Pointing and labeling entries
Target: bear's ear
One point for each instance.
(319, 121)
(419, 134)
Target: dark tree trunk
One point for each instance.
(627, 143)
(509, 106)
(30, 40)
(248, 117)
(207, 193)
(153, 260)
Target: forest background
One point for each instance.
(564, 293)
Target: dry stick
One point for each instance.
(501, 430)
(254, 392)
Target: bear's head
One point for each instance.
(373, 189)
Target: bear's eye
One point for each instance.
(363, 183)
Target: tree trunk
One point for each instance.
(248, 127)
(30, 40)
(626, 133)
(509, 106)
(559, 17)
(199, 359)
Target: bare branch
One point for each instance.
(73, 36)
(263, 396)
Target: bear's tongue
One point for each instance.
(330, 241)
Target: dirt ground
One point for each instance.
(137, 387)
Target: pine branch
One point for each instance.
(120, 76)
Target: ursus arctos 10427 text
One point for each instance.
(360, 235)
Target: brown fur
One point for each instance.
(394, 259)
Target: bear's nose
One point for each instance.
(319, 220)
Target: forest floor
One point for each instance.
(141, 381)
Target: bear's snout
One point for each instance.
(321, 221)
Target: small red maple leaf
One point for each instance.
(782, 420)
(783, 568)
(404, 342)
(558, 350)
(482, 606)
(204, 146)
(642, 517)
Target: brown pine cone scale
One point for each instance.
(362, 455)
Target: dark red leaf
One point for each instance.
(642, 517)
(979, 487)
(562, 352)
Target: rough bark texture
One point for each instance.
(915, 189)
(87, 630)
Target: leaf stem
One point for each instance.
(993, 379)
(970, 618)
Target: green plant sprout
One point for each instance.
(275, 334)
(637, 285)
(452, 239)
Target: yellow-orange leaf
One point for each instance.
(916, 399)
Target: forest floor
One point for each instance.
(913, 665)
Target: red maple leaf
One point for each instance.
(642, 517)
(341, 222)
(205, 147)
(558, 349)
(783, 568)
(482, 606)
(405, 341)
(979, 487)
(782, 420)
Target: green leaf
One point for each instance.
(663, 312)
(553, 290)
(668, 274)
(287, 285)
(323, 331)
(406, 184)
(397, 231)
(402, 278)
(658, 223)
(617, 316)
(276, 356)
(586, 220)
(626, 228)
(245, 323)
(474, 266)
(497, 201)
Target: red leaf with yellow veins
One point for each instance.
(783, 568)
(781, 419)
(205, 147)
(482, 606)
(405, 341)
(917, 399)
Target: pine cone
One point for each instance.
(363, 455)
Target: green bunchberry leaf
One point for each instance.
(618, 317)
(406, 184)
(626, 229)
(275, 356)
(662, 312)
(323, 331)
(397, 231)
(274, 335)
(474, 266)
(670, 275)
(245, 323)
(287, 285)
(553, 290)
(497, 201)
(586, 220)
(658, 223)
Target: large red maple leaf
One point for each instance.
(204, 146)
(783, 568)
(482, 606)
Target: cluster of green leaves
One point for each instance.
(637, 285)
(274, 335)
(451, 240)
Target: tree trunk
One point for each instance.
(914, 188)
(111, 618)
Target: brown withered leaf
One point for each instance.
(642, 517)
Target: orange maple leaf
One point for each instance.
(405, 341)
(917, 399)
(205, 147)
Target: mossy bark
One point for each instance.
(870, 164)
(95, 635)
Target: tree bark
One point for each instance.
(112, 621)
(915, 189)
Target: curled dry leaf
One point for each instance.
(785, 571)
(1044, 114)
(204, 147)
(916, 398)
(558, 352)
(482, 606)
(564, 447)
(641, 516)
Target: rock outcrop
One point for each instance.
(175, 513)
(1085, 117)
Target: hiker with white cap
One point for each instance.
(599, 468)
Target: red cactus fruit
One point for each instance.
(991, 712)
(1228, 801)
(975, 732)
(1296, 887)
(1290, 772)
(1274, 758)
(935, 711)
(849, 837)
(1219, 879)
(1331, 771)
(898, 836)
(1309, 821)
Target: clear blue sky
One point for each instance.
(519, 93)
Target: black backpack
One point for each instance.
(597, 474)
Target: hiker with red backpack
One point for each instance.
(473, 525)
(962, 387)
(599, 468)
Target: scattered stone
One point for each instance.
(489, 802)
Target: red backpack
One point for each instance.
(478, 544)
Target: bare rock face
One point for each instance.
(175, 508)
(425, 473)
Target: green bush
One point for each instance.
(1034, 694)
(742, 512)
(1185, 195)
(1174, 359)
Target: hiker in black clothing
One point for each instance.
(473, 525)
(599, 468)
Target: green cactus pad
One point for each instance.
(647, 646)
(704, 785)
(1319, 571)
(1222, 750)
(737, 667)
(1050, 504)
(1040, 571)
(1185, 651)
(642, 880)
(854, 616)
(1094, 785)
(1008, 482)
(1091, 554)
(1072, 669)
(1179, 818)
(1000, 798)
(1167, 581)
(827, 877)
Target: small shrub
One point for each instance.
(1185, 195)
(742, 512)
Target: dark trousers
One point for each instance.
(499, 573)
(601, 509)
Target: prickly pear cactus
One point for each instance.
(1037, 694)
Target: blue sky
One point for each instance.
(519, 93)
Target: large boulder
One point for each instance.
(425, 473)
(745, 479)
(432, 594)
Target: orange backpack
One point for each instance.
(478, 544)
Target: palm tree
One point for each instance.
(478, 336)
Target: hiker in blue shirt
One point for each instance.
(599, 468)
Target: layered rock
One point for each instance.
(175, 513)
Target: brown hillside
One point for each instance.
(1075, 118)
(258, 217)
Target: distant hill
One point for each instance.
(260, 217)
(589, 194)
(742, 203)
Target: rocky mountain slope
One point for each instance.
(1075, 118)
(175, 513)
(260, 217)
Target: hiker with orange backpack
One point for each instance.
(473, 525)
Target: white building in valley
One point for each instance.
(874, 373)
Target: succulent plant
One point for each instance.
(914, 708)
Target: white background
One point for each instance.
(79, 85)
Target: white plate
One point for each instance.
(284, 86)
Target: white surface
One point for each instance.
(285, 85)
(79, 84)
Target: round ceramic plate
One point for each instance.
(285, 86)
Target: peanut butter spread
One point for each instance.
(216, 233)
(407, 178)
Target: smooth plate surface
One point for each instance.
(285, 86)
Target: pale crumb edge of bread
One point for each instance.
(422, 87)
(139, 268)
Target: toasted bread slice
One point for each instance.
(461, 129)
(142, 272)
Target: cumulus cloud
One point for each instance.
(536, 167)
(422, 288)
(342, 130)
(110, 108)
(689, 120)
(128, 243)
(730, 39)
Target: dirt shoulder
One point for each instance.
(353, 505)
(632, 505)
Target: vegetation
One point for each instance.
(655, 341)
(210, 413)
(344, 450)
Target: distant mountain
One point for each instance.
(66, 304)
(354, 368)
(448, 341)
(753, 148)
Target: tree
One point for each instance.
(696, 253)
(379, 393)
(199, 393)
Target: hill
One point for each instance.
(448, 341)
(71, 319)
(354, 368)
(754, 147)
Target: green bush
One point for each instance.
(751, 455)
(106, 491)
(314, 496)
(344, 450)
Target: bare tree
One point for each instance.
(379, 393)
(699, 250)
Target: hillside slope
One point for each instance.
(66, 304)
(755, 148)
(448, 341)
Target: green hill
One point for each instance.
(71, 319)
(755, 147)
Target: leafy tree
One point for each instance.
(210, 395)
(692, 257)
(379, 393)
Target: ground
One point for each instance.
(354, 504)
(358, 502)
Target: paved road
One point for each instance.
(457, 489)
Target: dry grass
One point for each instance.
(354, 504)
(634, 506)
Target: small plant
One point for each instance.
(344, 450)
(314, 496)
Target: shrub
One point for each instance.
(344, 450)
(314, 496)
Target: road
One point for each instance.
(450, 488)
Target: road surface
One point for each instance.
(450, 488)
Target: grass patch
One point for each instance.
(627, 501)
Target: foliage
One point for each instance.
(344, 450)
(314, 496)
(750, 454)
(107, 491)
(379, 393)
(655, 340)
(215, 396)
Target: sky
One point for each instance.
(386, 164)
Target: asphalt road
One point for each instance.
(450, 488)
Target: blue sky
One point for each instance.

WRITTEN TASK:
Extract, unchanged, the closing run of lines that opens with the line containing "Target: dirt shoulder" and ends with the last line.

SOLUTION TO THIS EXERCISE:
Target: dirt shoulder
One point for each instance.
(353, 505)
(632, 505)
Target: vegetation
One point for each instance.
(655, 341)
(210, 413)
(344, 450)
Target: distant mountain
One point for each instance.
(66, 304)
(354, 368)
(448, 341)
(753, 148)
Target: tree
One point for each instance.
(696, 253)
(379, 393)
(199, 393)
Target: hill
One point for each instance.
(448, 341)
(71, 319)
(354, 368)
(754, 147)
Target: green bush
One point for each instance.
(751, 455)
(106, 491)
(314, 496)
(344, 450)
Target: bare tree
One point for each instance.
(379, 393)
(699, 250)
Target: hillside slope
One point for each instance.
(66, 304)
(755, 148)
(448, 341)
Target: green hill
One point for each instance.
(71, 319)
(755, 147)
Target: leafy tree
One point for each instance.
(210, 395)
(692, 257)
(379, 393)
Target: ground
One point for each instance.
(354, 504)
(358, 502)
Target: paved road
One point for each instance.
(457, 489)
Target: dry grass
One point for each instance.
(354, 504)
(634, 506)
Target: small plant
One point for each instance.
(344, 450)
(314, 496)
Target: shrub
One point for each instance.
(344, 450)
(314, 496)
Target: road
One point for each instance.
(450, 488)
Target: road surface
One point for each instance.
(450, 488)
Target: grass patch
One point for each instance.
(627, 501)
Target: foliage
One point for each instance.
(344, 450)
(314, 496)
(750, 454)
(107, 491)
(379, 393)
(655, 340)
(215, 396)
Target: sky
One point for each instance.
(386, 164)
Target: asphalt road
One point for each instance.
(450, 488)
Target: blue sky
One point for each instance.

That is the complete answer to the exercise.